WHAT THE TASK ASKS:
Extract every line of the entries below verbatim, omitting the pictures.

SOURCE MATERIAL:

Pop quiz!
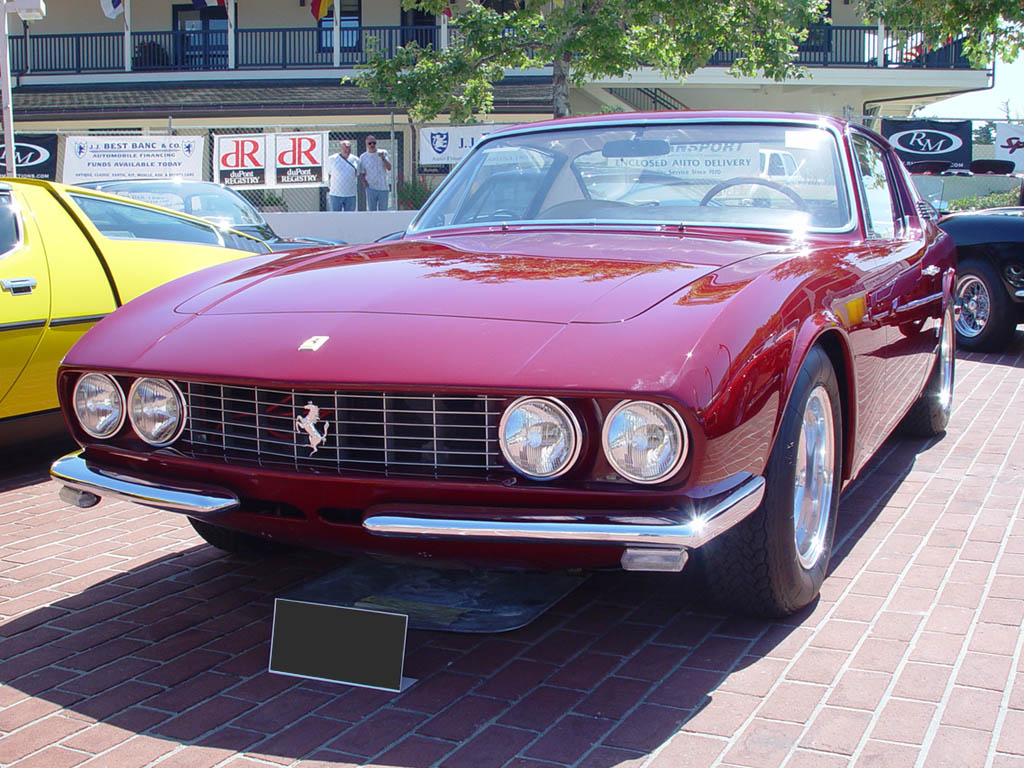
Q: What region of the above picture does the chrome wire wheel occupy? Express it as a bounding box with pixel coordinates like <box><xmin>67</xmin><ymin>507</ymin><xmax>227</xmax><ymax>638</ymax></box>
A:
<box><xmin>954</xmin><ymin>274</ymin><xmax>992</xmax><ymax>338</ymax></box>
<box><xmin>938</xmin><ymin>312</ymin><xmax>954</xmax><ymax>409</ymax></box>
<box><xmin>793</xmin><ymin>384</ymin><xmax>836</xmax><ymax>570</ymax></box>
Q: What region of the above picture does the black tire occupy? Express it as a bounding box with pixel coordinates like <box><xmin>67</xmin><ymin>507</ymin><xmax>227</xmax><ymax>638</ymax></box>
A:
<box><xmin>899</xmin><ymin>306</ymin><xmax>956</xmax><ymax>437</ymax></box>
<box><xmin>953</xmin><ymin>258</ymin><xmax>1017</xmax><ymax>350</ymax></box>
<box><xmin>188</xmin><ymin>517</ymin><xmax>288</xmax><ymax>557</ymax></box>
<box><xmin>700</xmin><ymin>346</ymin><xmax>843</xmax><ymax>617</ymax></box>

SOLUTION TO THE PROBLEM:
Pop quiz!
Q: What region of the above picture does the chrome wire wheel occupy? Express it as a bounding box with pixel coordinates like <box><xmin>67</xmin><ymin>507</ymin><xmax>227</xmax><ymax>638</ymax></box>
A:
<box><xmin>954</xmin><ymin>274</ymin><xmax>992</xmax><ymax>338</ymax></box>
<box><xmin>938</xmin><ymin>312</ymin><xmax>954</xmax><ymax>409</ymax></box>
<box><xmin>793</xmin><ymin>384</ymin><xmax>836</xmax><ymax>570</ymax></box>
Q: What region of the above picture does the black tire occupy? Express it as a bounding box with pixel coordinates like <box><xmin>67</xmin><ymin>507</ymin><xmax>227</xmax><ymax>638</ymax></box>
A:
<box><xmin>899</xmin><ymin>306</ymin><xmax>956</xmax><ymax>437</ymax></box>
<box><xmin>953</xmin><ymin>258</ymin><xmax>1017</xmax><ymax>350</ymax></box>
<box><xmin>188</xmin><ymin>517</ymin><xmax>288</xmax><ymax>557</ymax></box>
<box><xmin>700</xmin><ymin>346</ymin><xmax>843</xmax><ymax>617</ymax></box>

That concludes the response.